Dataset items:
* * * * * * *
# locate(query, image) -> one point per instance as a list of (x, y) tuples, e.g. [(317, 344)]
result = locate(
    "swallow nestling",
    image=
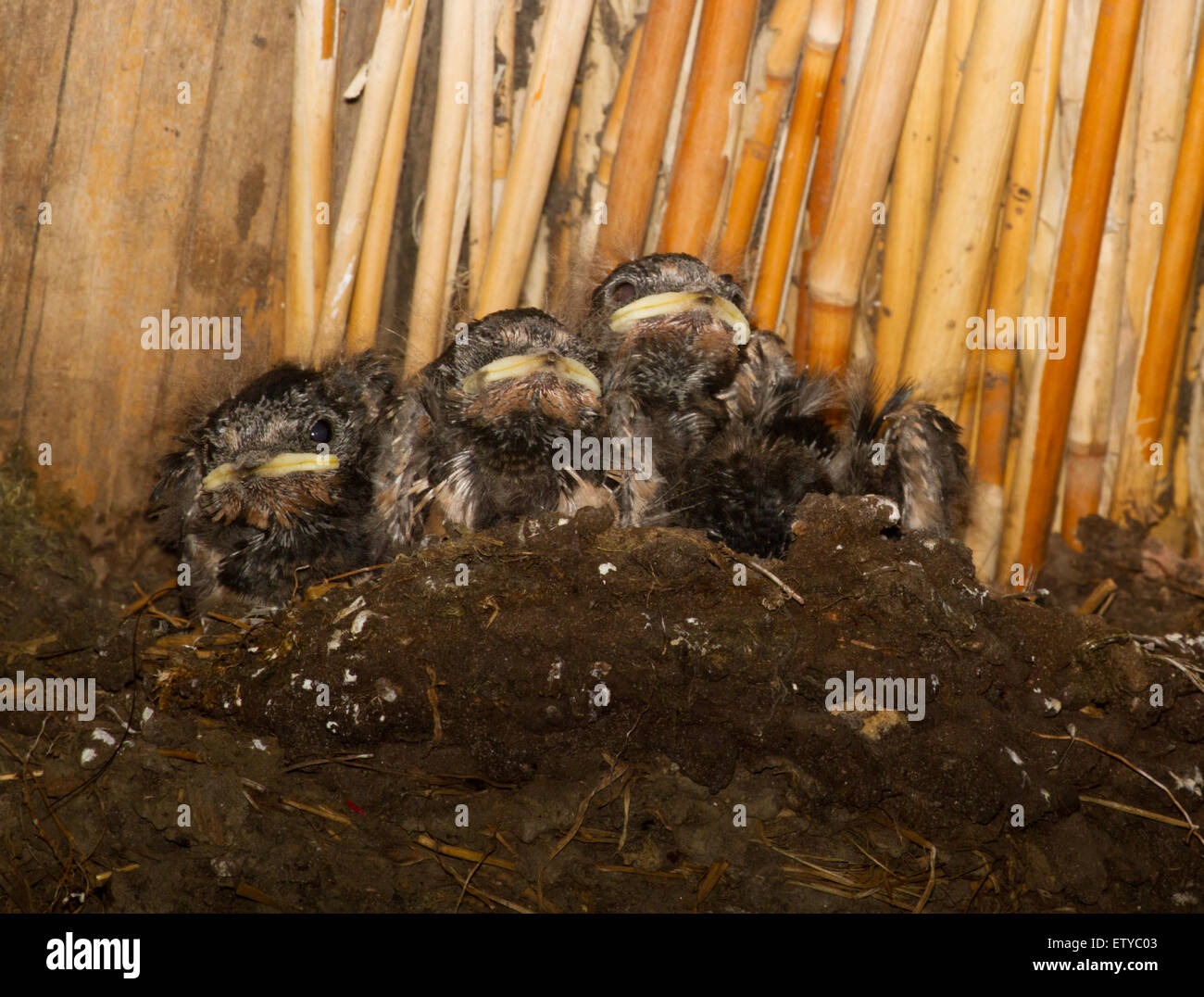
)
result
[(907, 450), (275, 479), (485, 435), (673, 334), (745, 486)]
* * * * * * *
Copy all the data exactly as written, but skip any picture.

EXERCISE RESPONSE:
# locate(query, image) -> one point per instance as a list of (x, y) tuples, e.g. [(317, 344)]
result = locate(
    "swallow nestling",
    image=
)
result
[(907, 450), (275, 479), (485, 435), (673, 334), (745, 486)]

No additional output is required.